Task description: Only the pictures are to be left out; set down the rest of the records exactly.

Records contained in a dataset:
---------------

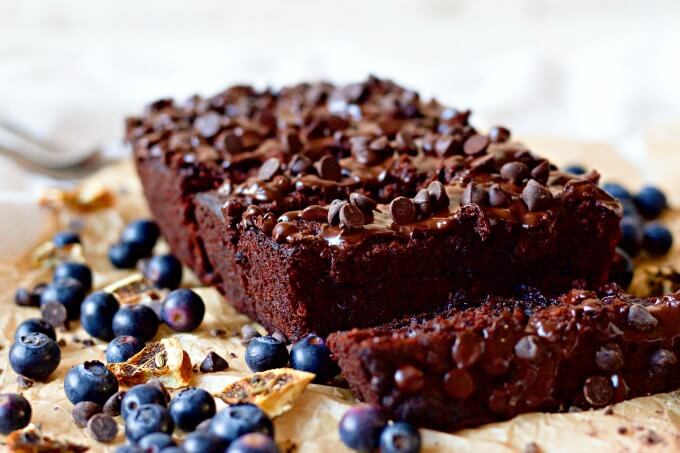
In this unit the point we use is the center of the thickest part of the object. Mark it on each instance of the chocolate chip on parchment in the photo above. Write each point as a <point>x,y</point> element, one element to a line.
<point>55,314</point>
<point>541,172</point>
<point>269,169</point>
<point>536,196</point>
<point>351,217</point>
<point>609,358</point>
<point>423,202</point>
<point>499,134</point>
<point>474,194</point>
<point>476,144</point>
<point>366,204</point>
<point>329,168</point>
<point>497,196</point>
<point>598,391</point>
<point>213,363</point>
<point>438,195</point>
<point>112,405</point>
<point>83,411</point>
<point>514,172</point>
<point>102,428</point>
<point>639,318</point>
<point>662,362</point>
<point>299,164</point>
<point>402,210</point>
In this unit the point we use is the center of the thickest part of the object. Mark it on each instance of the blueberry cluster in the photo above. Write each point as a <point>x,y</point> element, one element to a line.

---------------

Written answer:
In this unit the point we use is the center of the thickest part of the object. Mark it on each instance of the chocolate chip on parchment in the photo above. Write each point as a <point>x,y</point> element, one element to a line.
<point>55,314</point>
<point>541,172</point>
<point>269,169</point>
<point>536,196</point>
<point>351,217</point>
<point>609,358</point>
<point>423,202</point>
<point>499,134</point>
<point>474,194</point>
<point>476,144</point>
<point>366,204</point>
<point>329,168</point>
<point>497,196</point>
<point>598,391</point>
<point>213,363</point>
<point>438,195</point>
<point>112,405</point>
<point>83,411</point>
<point>514,172</point>
<point>102,428</point>
<point>639,318</point>
<point>662,362</point>
<point>299,164</point>
<point>402,210</point>
In this unit the point we use is the center of the thickest part of the object. Mark it on each instance of the blueberry cluster in the photo above. Write each point as a <point>x,y</point> element, one element to a line.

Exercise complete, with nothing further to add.